◆ What you are asked to do ◆
Would you copy out the whole listing exactly as given?

(Position identification records)
▬▬▬▬▬▬
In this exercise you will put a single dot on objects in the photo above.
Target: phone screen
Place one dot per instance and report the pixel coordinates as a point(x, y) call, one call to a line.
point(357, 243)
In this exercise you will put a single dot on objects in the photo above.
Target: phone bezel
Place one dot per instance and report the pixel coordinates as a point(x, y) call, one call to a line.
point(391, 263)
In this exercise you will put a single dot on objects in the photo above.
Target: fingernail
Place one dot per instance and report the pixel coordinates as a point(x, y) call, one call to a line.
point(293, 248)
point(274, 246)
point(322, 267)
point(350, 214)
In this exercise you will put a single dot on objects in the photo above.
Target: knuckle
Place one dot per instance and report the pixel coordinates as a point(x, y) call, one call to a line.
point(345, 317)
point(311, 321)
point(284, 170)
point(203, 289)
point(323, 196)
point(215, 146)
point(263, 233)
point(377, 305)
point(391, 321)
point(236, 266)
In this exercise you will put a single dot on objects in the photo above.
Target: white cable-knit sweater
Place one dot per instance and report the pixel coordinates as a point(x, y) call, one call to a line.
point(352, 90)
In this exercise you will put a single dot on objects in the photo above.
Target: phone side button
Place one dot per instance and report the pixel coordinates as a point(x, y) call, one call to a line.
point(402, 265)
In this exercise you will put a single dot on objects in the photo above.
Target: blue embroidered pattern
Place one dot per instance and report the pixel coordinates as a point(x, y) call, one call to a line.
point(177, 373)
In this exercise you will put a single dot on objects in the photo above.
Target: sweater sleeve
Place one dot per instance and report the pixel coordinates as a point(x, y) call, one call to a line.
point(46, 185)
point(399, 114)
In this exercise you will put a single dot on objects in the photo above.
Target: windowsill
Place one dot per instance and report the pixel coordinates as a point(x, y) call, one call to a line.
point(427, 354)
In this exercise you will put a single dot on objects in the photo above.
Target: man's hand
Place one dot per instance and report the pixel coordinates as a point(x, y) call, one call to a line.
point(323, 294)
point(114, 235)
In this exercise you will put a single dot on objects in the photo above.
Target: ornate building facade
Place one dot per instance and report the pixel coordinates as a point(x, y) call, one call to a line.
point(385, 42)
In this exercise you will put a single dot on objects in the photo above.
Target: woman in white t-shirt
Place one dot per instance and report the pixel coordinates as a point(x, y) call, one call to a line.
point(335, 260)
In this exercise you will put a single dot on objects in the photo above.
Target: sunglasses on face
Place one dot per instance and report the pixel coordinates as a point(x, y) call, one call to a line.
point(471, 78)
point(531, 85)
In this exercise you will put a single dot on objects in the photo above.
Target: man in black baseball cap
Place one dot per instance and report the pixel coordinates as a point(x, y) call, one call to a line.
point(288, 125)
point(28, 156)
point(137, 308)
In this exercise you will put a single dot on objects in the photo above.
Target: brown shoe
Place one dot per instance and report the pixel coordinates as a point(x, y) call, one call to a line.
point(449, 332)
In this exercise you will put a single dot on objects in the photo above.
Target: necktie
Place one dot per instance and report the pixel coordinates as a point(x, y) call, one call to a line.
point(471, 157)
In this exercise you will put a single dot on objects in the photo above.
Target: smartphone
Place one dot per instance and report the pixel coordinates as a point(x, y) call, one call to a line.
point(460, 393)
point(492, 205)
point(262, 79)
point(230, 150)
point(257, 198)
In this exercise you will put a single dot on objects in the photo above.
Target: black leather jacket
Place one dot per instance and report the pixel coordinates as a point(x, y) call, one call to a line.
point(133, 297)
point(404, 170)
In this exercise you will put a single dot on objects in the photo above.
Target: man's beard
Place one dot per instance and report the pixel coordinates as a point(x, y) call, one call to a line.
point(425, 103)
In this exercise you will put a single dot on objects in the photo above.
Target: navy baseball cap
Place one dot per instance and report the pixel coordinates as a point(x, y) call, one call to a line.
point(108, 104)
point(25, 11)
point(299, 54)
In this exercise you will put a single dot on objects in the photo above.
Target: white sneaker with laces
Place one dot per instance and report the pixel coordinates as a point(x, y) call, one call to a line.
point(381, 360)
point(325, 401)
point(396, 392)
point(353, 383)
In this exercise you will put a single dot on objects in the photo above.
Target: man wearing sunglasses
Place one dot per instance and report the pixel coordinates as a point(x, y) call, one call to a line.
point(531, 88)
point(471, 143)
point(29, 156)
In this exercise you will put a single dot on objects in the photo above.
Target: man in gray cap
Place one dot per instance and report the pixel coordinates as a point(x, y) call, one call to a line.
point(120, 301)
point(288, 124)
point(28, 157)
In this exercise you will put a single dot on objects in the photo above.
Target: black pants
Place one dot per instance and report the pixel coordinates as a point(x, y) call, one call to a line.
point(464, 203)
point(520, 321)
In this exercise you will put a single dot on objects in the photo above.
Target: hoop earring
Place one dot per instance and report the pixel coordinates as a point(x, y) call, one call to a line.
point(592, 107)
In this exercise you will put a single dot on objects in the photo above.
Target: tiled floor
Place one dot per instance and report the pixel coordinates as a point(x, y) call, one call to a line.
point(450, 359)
▬▬▬▬▬▬
◆ The completed task ◆
In this exercise you will put a single dot on objects in the photo above.
Target: phone screen
Place one dot per instance and report the pixel coordinates as a point(x, y) call, one call to a line.
point(357, 243)
In this exercise you will put a single dot on objects in the photo above.
Target: phone bezel
Place one dot per instance and report the pixel coordinates as a point(x, y) call, one call to a line.
point(391, 263)
In this exercise you will put a single dot on objects in the photo above.
Target: fingernail
Place one dot per instance and report the pixel coordinates as a point(x, y) call, one call to a line.
point(293, 248)
point(274, 246)
point(322, 267)
point(350, 214)
In this exercise you will put a single dot on objects in the photo above.
Target: knuckle
Place one dot per instance and report the pixel coordinates as a point(x, y) call, one call to a line.
point(345, 317)
point(311, 321)
point(284, 170)
point(203, 289)
point(323, 196)
point(215, 146)
point(263, 233)
point(377, 305)
point(391, 321)
point(236, 266)
In this exercise you will put a single dot on objects in the photo above.
Target: white cable-knit sweater
Place one dot per instance and report the pixel coordinates as a point(x, y) call, one call to a line.
point(352, 90)
In this exercise you will put a single dot on objects in the photo above.
Target: phone side button
Place one dot per instance and report the pixel coordinates as a point(x, y) call, one call to a line.
point(402, 265)
In this exercise you will put a single dot on objects in the photo above.
Target: blue embroidered pattern
Place one dot per instance and report the pixel coordinates as a point(x, y) call, one call to a line.
point(177, 373)
In this exercise you will put a single dot on objects in the photo above.
Target: sweater sleeve
Place one dot per instance and report the pixel coordinates as a point(x, y) call, one call to a line.
point(46, 185)
point(399, 114)
In this exercise you will put a single dot on objects in the photo above.
Target: windowsill
Place one dot per instance and report the pixel coordinates as a point(x, y) call, one call to a line.
point(427, 354)
In this exercise you will put a single dot on objects in the photo above.
Target: man's hand
Place one dot per instance and report the pixel coordinates as a point(x, y) call, one call to a line.
point(323, 294)
point(114, 235)
In this exercise you will put a single dot on objects in the photo above.
Target: ornate building facade
Place one dot per instance and report the pixel coordinates as a point(x, y) call, one call to a line.
point(385, 42)
In this exercise you will put a single dot on objects in the photo above.
Target: woman in white t-shirt
Place one dot per instance and report the pixel coordinates as a point(x, y) call, one call to a line.
point(335, 260)
In this exercise you will put a single dot on objects in the photo above.
Target: sunglasses on face
Place one dot per instance and report the pixel coordinates as a point(x, y) call, one call to a line.
point(471, 78)
point(531, 85)
In this exercise you will put a single dot on objects in the photo above.
Target: man in black baseball cap
Place one dot per instance and report the pixel coordinates as a point(x, y) call, one call to a line.
point(288, 125)
point(28, 156)
point(137, 308)
In this exercise you will put a single dot on objects in the photo above.
Target: brown shoe
Place one dot per instance and report the pixel coordinates as a point(x, y) call, one call to a line.
point(449, 332)
In this exercise you will put a single dot on objects in the photo above.
Target: necktie
Place one dot per instance and report the pixel coordinates as a point(x, y) call, one call to a line.
point(471, 157)
In this exercise you will put a single dot on objects in the photo above.
Target: smartphone
Place one dot per instance and report the pixel coordinates as a point(x, y) call, one call to a line.
point(460, 393)
point(492, 205)
point(262, 79)
point(230, 150)
point(257, 198)
In this exercise you will put a single dot on objects in the photo above.
Target: black leather jacket
Place one dot per instance and report the pixel coordinates as a point(x, y) call, one call to a line.
point(133, 297)
point(404, 170)
In this exercise you will put a single dot on objects in the photo above.
Target: man's beard
Place one dot per instance and report the pixel coordinates as a point(x, y) call, one call to a line.
point(425, 103)
In this exercise you will put a single dot on objects in the photo above.
Target: navy baseball cap
Place one dot per instance and report the pixel coordinates as a point(x, y) call, one call to a line.
point(108, 104)
point(25, 11)
point(299, 54)
In this exercise you will put a single dot on objects in the photo above.
Target: white sneaker with laces
Place one dot per instance and report the pixel coordinates as a point(x, y) call, one call to a line.
point(381, 360)
point(325, 401)
point(396, 392)
point(353, 383)
In this exercise you will put a single dot on objects in the photo above.
Target: man wearing sunglasses
Place one dot per instance and report the pixel coordinates as a point(x, y) call, one call to a line.
point(531, 88)
point(471, 143)
point(29, 156)
In this exercise you will put a single dot on objects in the photo above.
Target: man in gray cap
Place one dot per instance and report the pixel coordinates as a point(x, y) call, one call to a line.
point(120, 301)
point(288, 124)
point(28, 157)
In this exercise you will put a single dot on objects in the photo above.
Target: black pants
Place one dot per instance and report the pixel coordinates as a point(x, y) call, one call to a line.
point(464, 203)
point(520, 321)
In this exercise you will put a single dot on objects in the photo above.
Target: hoop earring
Place one dot per instance and report the pixel coordinates as a point(x, y) call, one call to a line.
point(592, 107)
In this exercise you will put a single dot on objects in the photo above.
Target: tiled floor
Place one dot per instance and report the pixel coordinates as a point(x, y) call, one call to a line.
point(450, 359)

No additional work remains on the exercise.